● **Parts of the exercise**
- 1) For the joltage text below, decide whether each statement agrees with it: (a) every counter starts at zero; (b) each button may be pushed only once; (c) the third example machine needs at least 12 presses. Answer yes or no for each, quoting the deciding words of the text.
- 2) Please print the joltage text below from "You can push" to "(0,1,2) five times.", unchanged.
- 3) Pick up the joltage text below after its last sentence and keep writing it.
------ Text section
At least 411 button presses are required to correctly configure the indicator lights on all of the machines.

Part 2

All of the machines are starting to come online! Now, it's time to worry about the joltage requirements.
 
Each machine needs to be configured to exactly the specified joltage levels to function properly. Below the buttons on each machine is a big lever that you can use to switch the buttons from configuring the indicator lights to increasing the joltage levels. (Ignore the indicator light diagrams.)
 
The machines each have a set of numeric counters tracking its joltage levels, one counter per joltage requirement. The counters are all initially set to zero.
 
So, joltage requirements like {3,5,4,7} mean that the machine has four counters which are initially 0 and that the goal is to simultaneously configure the first counter to be 3, the second counter to be 5, the third to be 4, and the fourth to be 7.
 
The button wiring schematics are still relevant: in this new joltage configuration mode, each button now indicates which counters it affects, where 0 means the first counter, 1 means the second counter, and so on. When you push a button, each listed counter is increased by 1.
 
So, a button wiring schematic like (1,3) means that each time you push that button, the second and fourth counters would each increase by 1. If the current joltage levels were {0,1,2,3}, pushing the button would change them to be {0,2,2,4}.
 
You can push each button as many times as you like. However, your finger is getting sore from all the button pushing, and so you will need to determine the fewest total presses required to correctly configure each machine's joltage level counters to match the specified joltage requirements.
 
Consider again the example from before:
[.##.] (3) (1,3) (2) (2,3) (0,2) (0,1) {3,5,4,7}
[...#.] (0,2,3,4) (2,3) (0,4) (0,1,2) (1,2,3,4) {7,5,12,7,2}
[.###.#] (0,1,2,3,4) (0,3,4) (0,1,2,4,5) (1,2) {10,11,11,5,10,5}
 
- Configuring the first machine's counters requires a minimum of 10 button presses. One way to do this is by pressing (3) once, (1,3) three times, (2,3) three times, (0,2) once, and (0,1) twice.
- Configuring the second machine's counters requires a minimum of 12 button presses. One way to do this is by pressing (0,2,3,4) twice, (2,3) five times, and (0,1,2) five times.
- Configuring the third machine's counters requires a minimum of 11 button presses. One way to do this is by pressing (0,1,2,3,4) five times, (0,1,2,4,5) five times, and (1,2) once.
 
So, the fewest button presses required to correctly configure the joltage level counters on all of the machines is 10 + 12 + 11 = 33.
 
Analyze each machine's joltage requirements and button wiring schematics. What is the fewest button presses required to correctly configure the joltage level counters on all of the machines?

Now that the problem shifts from switching the lights on/off to matching the required joltage, it is now $Ax = B$ but not in GF(2) anymore, in which:

$A$ is still the matrix that describes which lights a button can operate on, for each button.
------------
------ Dataset entries
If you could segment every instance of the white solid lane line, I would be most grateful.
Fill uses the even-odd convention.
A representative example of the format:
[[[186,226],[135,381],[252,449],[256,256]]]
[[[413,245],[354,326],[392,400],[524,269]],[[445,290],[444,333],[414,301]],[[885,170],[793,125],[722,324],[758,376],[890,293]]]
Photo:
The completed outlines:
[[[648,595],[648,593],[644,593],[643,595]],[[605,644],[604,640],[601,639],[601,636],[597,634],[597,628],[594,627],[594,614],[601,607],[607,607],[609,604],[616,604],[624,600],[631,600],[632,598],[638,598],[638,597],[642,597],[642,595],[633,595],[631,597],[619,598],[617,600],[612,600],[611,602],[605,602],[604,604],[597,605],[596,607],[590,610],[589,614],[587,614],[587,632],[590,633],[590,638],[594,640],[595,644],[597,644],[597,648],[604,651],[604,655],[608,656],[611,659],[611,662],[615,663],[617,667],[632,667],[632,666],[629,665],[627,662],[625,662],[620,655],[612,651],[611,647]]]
------------
● **Answers for this exercise**
- 1)
(a) Yes: "The counters are all initially set to zero."
(b) No: "You can push each button as many times as you like."
(c) No: "Configuring the third machine's counters requires a minimum of 11 button presses."

- 2)
You can push each button as many times as you like. However, your finger is getting sore from all the button pushing, and so you will need to determine the fewest total presses required to correctly configure each machine's joltage level counters to match the specified joltage requirements.
 
Consider again the example from before:
[.##.] (3) (1,3) (2) (2,3) (0,2) (0,1) {3,5,4,7}
[...#.] (0,2,3,4) (2,3) (0,4) (0,1,2) (1,2,3,4) {7,5,12,7,2}
[.###.#] (0,1,2,3,4) (0,3,4) (0,1,2,4,5) (1,2) {10,11,11,5,10,5}
 
- Configuring the first machine's counters requires a minimum of 10 button presses. One way to do this is by pressing (3) once, (1,3) three times, (2,3) three times, (0,2) once, and (0,1) twice.
- Configuring the second machine's counters requires a minimum of 12 button presses. One way to do this is by pressing (0,2,3,4) twice, (2,3) five times, and (0,1,2) five times.

- 3)
$B$ is now the vector of required joltages.

We keep the same method of constructing the matrix $A$ . For vector $B$ , we now have to parse the part between curly braces instead.

10/solution/vector_insertion.asm

; ----------------------------------------------------------------------
; Component: Vector insertion
; Args: rdi
; Ret: rax = terminated position; vector[vector_size] = converted integer
; Terminate if any byte is not in range [0-9]
 
vector_insertion:
    push r14
 
    xor rax, rax
 
.convert_2:
    movzx r14, byte [rdi]
    test r14, r14 
    je .vector_insertion_done
 
    cmp r14, 10
    je .vector_insertion_done
 
    cmp r14, '0'
    jl .vector_insertion_done
 
    cmp r14, '9'
    jg .vector_insertion_done
 
    sub r14, '0'
    imul rax, 10
    add rax, r14 
 
    inc rdi 
    jmp .convert_2
 
.vector_insertion_done:
    mov r14, qword [vector_size]
    mov qword [vector + r14 * 8], rax
    inc qword [vector_size]
 
    mov rax, rdi
    pop r14
    ret

In a different ~~timeline~~ language, I would absolutely solve $Ax = B$ (for example using Sage’s solve_right). Just not in x86 Assembly.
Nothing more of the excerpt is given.